Exercise prompt: Copy word for word the lines of the listing below from the line with "For the evaluation set, point out every instance of the small" to the line with "point(688, 811)", both included.
#### Records for processing
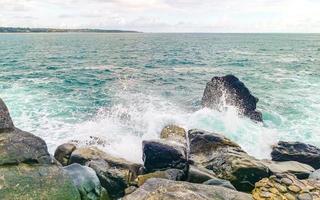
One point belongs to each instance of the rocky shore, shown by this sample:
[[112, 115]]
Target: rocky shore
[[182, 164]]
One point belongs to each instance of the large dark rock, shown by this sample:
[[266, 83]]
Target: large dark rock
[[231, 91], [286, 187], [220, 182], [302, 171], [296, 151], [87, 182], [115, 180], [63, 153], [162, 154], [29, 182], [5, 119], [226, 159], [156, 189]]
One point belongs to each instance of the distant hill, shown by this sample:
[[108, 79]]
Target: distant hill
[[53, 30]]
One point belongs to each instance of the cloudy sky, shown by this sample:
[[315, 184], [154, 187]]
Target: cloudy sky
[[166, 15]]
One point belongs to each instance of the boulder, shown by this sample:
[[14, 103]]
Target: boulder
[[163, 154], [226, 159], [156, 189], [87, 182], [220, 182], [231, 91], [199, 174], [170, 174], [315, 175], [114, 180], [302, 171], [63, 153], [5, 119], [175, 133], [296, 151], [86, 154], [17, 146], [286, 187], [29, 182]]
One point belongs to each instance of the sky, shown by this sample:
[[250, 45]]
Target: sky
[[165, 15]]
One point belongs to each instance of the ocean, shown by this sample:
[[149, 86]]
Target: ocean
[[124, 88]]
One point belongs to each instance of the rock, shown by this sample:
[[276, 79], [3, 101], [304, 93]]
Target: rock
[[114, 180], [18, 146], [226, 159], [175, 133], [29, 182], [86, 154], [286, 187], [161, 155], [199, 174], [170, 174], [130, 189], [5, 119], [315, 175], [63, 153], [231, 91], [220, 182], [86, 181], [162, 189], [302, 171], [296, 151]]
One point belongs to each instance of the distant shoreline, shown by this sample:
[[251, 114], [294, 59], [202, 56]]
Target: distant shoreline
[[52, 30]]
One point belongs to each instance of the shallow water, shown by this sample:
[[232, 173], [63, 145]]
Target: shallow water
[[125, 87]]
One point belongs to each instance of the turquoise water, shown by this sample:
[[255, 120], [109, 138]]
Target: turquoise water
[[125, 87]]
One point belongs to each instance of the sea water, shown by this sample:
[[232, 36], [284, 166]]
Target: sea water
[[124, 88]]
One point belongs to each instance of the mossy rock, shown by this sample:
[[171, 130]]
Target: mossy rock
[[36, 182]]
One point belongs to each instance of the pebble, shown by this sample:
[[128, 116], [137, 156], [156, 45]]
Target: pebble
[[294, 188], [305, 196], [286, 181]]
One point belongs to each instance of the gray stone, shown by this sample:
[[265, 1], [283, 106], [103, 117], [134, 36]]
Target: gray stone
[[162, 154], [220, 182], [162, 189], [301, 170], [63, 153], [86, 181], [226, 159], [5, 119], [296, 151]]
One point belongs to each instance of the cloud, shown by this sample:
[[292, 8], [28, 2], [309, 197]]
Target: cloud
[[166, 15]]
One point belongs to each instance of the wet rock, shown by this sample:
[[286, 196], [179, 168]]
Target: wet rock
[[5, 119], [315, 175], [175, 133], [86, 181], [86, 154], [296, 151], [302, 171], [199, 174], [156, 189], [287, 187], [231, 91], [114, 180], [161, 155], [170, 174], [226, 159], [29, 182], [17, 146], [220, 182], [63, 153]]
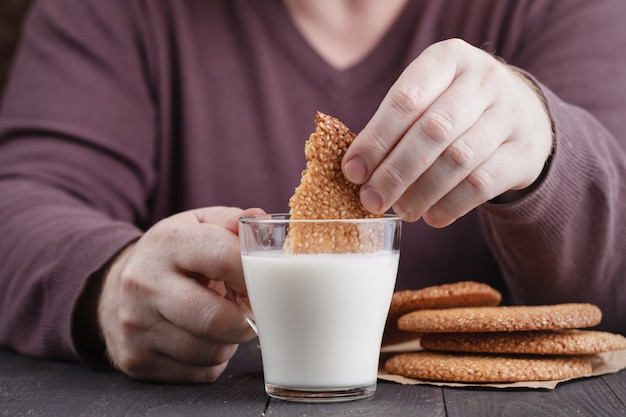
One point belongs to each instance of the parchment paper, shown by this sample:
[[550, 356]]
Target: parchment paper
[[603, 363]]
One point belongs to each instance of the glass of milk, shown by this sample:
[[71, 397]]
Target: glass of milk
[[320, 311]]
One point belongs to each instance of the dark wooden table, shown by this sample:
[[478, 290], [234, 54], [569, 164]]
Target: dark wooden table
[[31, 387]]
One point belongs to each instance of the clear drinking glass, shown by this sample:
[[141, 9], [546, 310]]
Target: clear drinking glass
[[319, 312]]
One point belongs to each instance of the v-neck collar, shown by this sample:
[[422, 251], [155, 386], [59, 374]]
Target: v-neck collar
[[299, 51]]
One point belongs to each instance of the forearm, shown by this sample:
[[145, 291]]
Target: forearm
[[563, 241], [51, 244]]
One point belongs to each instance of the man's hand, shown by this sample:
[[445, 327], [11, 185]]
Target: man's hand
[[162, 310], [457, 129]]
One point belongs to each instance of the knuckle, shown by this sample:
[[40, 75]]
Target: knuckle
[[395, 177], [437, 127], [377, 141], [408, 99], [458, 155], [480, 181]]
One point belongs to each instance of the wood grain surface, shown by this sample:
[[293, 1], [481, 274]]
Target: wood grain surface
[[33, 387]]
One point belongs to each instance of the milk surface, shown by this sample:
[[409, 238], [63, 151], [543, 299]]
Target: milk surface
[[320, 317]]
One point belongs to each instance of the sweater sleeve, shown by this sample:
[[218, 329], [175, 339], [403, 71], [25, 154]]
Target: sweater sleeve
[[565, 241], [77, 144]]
########
#### Records for processing
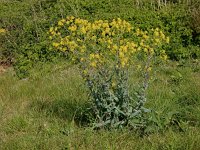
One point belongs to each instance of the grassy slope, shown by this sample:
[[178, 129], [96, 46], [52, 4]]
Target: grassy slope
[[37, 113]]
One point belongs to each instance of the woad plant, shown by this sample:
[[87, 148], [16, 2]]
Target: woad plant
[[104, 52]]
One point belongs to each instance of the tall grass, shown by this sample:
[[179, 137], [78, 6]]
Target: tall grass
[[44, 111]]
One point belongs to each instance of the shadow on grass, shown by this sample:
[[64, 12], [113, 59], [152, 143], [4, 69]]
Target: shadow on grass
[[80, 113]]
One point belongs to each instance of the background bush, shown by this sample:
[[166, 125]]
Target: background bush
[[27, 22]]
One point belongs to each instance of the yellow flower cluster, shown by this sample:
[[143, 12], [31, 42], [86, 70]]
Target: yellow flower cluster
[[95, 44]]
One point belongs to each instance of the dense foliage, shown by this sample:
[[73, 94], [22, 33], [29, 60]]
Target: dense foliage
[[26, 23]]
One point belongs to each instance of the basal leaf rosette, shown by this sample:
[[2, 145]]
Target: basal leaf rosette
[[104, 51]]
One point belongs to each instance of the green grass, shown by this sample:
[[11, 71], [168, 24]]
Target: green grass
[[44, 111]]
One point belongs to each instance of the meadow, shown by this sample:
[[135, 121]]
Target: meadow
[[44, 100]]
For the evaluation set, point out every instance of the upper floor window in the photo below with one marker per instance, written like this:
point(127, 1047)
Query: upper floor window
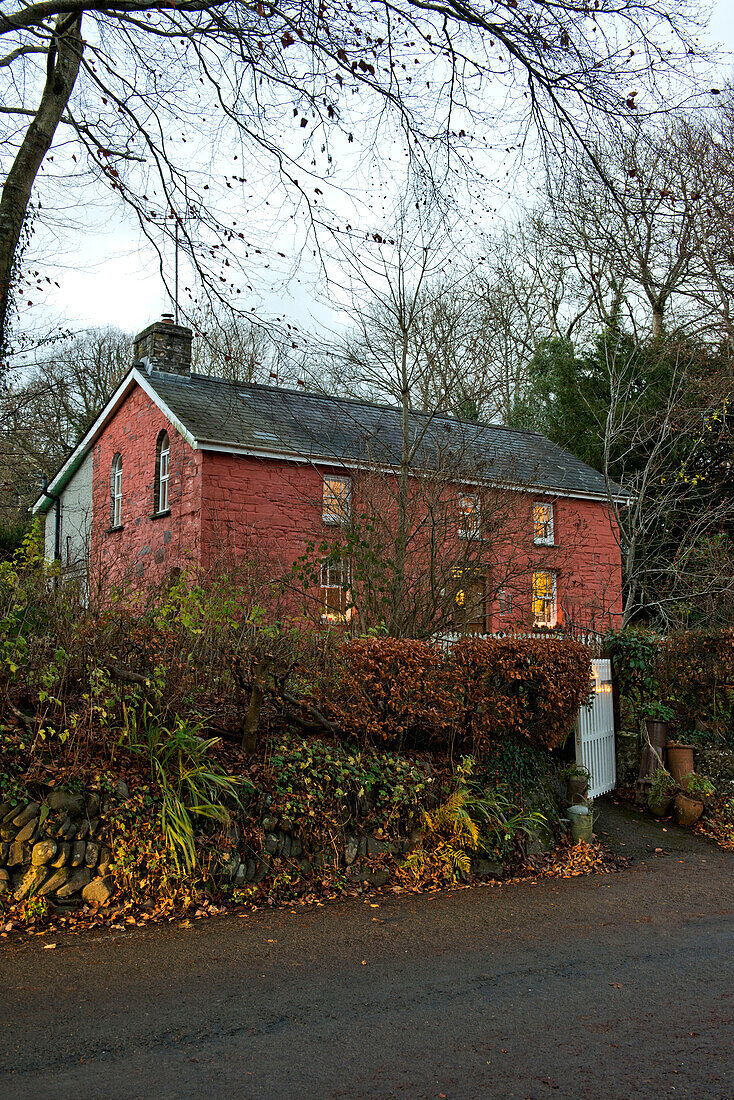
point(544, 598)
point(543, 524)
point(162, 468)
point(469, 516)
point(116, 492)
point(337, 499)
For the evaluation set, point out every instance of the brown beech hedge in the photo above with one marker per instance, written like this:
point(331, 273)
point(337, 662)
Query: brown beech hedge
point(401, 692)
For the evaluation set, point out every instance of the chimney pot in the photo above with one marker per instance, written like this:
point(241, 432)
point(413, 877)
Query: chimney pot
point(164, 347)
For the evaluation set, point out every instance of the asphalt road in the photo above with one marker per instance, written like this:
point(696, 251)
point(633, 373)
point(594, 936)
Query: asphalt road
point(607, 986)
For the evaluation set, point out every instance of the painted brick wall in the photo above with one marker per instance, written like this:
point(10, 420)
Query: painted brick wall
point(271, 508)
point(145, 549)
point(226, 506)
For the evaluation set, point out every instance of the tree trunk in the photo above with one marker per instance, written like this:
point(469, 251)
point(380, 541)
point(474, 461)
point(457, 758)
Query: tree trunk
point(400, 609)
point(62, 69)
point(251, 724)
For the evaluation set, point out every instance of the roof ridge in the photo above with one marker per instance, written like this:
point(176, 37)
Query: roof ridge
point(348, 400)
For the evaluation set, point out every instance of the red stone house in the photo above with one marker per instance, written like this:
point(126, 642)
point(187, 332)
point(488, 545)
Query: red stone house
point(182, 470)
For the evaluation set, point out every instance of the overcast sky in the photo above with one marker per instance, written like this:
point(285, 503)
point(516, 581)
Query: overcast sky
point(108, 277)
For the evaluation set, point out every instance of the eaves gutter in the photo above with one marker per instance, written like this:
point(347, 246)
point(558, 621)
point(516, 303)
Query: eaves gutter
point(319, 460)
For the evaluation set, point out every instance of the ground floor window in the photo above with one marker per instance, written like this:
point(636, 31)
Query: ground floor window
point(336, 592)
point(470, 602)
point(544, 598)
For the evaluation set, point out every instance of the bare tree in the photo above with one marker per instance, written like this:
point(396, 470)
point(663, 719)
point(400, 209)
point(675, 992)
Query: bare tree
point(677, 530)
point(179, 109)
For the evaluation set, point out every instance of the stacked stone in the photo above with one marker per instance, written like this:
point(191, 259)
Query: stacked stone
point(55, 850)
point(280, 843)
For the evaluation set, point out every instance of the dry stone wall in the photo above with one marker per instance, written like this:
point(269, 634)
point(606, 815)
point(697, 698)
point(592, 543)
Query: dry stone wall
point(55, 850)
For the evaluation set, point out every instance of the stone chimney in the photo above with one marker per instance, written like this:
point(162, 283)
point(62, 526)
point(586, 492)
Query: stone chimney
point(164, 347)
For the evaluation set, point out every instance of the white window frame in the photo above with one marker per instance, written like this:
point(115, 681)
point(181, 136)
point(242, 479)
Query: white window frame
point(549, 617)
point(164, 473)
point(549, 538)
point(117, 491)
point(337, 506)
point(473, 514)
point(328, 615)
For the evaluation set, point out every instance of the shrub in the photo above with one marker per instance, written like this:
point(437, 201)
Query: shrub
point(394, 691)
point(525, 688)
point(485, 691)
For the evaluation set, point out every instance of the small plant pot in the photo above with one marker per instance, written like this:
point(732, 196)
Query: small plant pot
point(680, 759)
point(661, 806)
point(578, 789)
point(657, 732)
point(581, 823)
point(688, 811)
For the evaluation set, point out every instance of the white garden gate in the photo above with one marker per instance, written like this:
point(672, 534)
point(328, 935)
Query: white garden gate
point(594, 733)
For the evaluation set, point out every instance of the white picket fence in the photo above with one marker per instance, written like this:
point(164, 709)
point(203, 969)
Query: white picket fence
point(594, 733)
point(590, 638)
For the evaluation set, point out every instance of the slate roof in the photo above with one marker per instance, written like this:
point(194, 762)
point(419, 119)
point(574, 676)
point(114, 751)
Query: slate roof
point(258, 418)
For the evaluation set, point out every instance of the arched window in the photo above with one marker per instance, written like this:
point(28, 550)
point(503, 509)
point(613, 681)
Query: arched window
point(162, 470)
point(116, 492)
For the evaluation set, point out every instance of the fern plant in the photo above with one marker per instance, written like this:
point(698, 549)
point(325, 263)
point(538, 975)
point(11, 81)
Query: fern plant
########
Right answer:
For the evaluation set, point out every instance of the small plant pot in the photo above with one marker per instance, written like this:
point(732, 196)
Query: small plant pot
point(680, 759)
point(661, 806)
point(578, 789)
point(657, 732)
point(581, 823)
point(688, 811)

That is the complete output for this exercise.